--- Start ---

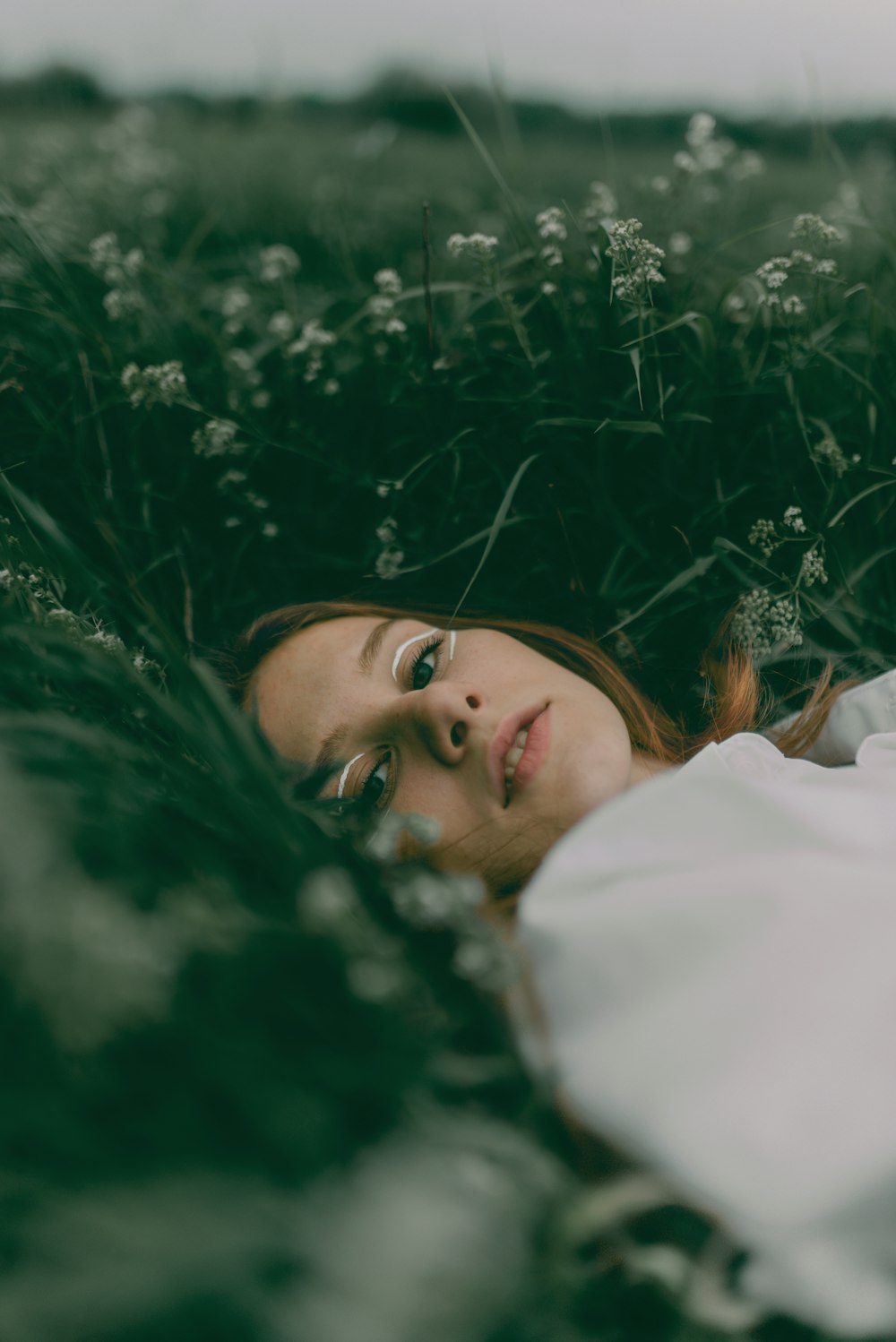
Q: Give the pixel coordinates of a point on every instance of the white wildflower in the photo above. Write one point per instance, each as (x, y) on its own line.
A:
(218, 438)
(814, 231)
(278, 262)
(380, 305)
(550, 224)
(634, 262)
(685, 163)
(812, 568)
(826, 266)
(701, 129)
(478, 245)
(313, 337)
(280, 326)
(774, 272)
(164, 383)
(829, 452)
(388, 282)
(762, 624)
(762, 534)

--- End ---
--- Start ---

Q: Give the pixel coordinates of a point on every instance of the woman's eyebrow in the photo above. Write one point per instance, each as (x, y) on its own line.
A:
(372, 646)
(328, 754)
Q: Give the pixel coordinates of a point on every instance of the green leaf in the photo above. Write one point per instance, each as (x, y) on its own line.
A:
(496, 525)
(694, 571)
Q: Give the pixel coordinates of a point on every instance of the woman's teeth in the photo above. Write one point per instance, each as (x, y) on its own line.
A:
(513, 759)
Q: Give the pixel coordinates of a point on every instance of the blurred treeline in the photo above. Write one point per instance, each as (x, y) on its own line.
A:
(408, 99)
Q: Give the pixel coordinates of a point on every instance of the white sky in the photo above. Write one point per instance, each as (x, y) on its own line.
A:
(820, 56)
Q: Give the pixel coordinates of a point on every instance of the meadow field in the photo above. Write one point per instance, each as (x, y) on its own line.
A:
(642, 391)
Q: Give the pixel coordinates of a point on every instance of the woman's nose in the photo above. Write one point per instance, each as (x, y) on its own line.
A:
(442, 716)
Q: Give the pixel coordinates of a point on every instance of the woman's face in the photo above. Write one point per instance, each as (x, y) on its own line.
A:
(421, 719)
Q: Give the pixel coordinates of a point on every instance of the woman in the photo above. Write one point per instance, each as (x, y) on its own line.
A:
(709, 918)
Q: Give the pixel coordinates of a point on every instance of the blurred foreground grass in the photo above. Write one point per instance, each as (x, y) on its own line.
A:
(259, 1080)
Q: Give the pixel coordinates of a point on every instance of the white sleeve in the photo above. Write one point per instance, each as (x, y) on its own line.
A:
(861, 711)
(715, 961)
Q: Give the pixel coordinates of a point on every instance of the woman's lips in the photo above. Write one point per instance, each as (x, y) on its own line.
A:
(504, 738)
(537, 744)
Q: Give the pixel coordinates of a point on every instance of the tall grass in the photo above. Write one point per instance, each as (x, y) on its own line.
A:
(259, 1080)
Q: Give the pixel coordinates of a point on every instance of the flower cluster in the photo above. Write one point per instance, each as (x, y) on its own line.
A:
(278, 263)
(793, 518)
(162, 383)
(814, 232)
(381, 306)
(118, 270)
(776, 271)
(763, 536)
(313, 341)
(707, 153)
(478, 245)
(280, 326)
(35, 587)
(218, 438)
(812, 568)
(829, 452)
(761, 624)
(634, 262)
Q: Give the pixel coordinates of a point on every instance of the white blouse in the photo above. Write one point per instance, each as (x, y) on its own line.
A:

--- End ---

Report how many lines in the records above contain the string "blurred", treating uppercase and lowercase as different. Give only the number.

◆ **The solution**
2